<<<<

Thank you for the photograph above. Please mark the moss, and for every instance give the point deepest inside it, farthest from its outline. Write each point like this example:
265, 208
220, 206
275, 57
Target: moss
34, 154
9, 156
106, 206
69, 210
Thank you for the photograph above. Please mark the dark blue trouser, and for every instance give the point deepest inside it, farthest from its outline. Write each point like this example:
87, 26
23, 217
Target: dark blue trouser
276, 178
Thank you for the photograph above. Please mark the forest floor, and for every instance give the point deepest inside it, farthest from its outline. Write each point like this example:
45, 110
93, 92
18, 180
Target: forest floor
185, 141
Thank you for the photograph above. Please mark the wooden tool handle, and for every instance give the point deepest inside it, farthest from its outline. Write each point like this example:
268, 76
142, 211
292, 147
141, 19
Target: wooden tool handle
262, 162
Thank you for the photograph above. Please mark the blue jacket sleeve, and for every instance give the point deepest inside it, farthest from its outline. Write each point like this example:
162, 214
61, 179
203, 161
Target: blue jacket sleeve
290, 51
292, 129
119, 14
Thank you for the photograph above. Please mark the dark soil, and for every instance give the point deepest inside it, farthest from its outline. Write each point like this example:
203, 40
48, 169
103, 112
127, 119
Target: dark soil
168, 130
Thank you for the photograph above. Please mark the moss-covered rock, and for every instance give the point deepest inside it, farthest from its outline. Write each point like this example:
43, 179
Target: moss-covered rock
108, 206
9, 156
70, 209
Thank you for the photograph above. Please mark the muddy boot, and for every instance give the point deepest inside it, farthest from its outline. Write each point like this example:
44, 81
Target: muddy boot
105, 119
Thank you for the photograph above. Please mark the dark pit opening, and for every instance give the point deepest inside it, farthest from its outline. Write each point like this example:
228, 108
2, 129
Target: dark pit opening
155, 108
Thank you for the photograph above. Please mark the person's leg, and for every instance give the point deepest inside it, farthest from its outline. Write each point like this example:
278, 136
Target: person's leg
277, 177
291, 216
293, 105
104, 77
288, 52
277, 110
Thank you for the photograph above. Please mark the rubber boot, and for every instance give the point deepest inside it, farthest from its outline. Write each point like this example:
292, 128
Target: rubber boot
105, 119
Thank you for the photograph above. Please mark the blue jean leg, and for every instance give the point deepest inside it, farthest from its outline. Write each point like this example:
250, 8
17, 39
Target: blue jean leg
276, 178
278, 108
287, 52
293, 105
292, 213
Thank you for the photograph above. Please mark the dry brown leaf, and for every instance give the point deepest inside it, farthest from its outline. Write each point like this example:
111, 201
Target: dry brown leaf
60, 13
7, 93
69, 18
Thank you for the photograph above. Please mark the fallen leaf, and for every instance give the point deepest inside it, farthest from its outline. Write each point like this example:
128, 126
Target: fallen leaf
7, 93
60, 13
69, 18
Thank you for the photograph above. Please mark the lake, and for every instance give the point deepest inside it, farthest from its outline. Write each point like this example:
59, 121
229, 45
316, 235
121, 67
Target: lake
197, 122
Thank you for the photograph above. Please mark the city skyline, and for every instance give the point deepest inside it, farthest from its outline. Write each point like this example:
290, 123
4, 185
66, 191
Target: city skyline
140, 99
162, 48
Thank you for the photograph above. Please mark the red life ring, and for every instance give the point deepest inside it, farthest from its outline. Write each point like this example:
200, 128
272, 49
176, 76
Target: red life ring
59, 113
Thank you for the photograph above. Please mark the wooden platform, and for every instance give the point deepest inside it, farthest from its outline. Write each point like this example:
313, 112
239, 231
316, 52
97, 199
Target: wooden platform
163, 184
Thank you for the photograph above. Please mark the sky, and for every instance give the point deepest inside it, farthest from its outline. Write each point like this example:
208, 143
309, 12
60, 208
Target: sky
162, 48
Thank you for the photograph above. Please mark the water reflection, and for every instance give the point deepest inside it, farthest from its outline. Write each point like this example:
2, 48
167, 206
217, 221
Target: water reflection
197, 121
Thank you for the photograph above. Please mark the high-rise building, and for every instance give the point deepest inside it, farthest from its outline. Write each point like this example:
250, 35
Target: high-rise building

>>>>

» **WHAT THIS TASK INVOLVES**
Match on "high": copy every line in the records that has it.

» **EXERCISE RESPONSE**
Thank you for the photograph above. Please mark the high-rise building, and for every instance give the point deepest inside it, farthest from its outline. Write each point like this example:
Target: high-rise building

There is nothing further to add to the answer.